## EXERCISE DESCRIPTION
The entries below are to be duplicated exactly, with nothing left out.
** EXCERPTED DATA follows **
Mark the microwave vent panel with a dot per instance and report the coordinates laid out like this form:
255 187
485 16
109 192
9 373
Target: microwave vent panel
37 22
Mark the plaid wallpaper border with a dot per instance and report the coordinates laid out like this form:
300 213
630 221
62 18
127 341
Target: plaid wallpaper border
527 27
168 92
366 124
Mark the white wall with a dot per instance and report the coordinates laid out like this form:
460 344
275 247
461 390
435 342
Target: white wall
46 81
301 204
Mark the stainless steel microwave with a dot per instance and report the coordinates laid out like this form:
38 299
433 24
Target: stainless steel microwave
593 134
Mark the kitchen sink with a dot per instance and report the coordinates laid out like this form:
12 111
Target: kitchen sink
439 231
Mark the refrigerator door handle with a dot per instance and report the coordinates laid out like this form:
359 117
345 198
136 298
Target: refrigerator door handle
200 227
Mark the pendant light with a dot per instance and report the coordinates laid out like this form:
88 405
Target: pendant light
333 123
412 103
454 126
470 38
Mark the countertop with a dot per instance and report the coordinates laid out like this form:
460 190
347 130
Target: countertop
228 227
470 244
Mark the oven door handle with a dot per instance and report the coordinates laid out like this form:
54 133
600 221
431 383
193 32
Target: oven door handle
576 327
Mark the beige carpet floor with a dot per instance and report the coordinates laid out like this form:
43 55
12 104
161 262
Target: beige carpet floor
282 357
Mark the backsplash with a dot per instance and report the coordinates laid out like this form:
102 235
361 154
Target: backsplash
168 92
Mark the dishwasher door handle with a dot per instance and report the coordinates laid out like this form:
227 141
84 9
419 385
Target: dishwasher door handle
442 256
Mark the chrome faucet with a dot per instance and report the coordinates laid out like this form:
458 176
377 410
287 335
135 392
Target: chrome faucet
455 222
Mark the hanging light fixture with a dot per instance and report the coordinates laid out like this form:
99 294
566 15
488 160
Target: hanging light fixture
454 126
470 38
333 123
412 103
** End of EXCERPTED DATA **
## RESPONSE BELOW
Mark the microwave vent panel with a dot per instance and report the coordinates laid out like this form:
255 187
485 16
109 192
9 373
Target: microwave vent panel
37 22
Mark the plaid wallpaper border with a dot per instance and report the coordinates laid out like this form:
300 213
630 221
62 18
127 341
Target: plaid wallpaper border
527 27
168 92
366 124
Mark the white wall with a dot per instance and report the coordinates laid out like this form:
460 344
275 247
461 390
435 342
Target: white wall
46 81
301 204
Mark the stainless steel microwave with a dot per instance and report the coordinates laid out like this form:
38 299
433 24
Target: stainless steel microwave
593 134
Mark the kitchen sink with a dot per instance and report the coordinates laid out like this form:
12 111
Target: kitchen sink
439 231
Mark the refrigerator door handle with a dot per instance and report the coordinates laid out like this form:
359 117
345 198
136 298
Target: refrigerator door handle
200 227
Mark the pendant light with a dot per instance and report the coordinates laid out like this form:
88 405
Target: pendant light
333 123
412 103
454 126
470 38
Mark the countertop with a dot per instance and report the coordinates laid out like this form:
460 190
347 130
Target: countertop
228 227
470 244
Mark the oven door handle with a dot per instance and report the coordinates laid out like this form:
54 133
600 221
431 383
193 32
Target: oven door handle
576 327
Mark the beige carpet floor with a dot per instance and report the coordinates laid out like this form:
43 55
12 104
161 262
Target: beige carpet floor
282 357
Mark the backsplash with a dot per instance and report the coordinates laid out like this form:
102 235
361 154
Target: backsplash
168 92
Mark the dishwasher door handle with a dot per instance and report the coordinates laid out like this form:
227 141
84 9
419 385
Target: dishwasher door handle
442 256
Mark the chrome faucet with a dot per instance and report the coordinates laid out like this form:
458 176
377 410
287 335
135 392
Target: chrome faucet
455 222
Mark the hanging light fixture with a dot per instance and report the coordinates laid out like this form:
99 294
566 15
488 160
Target: hanging light fixture
454 126
470 38
333 123
412 103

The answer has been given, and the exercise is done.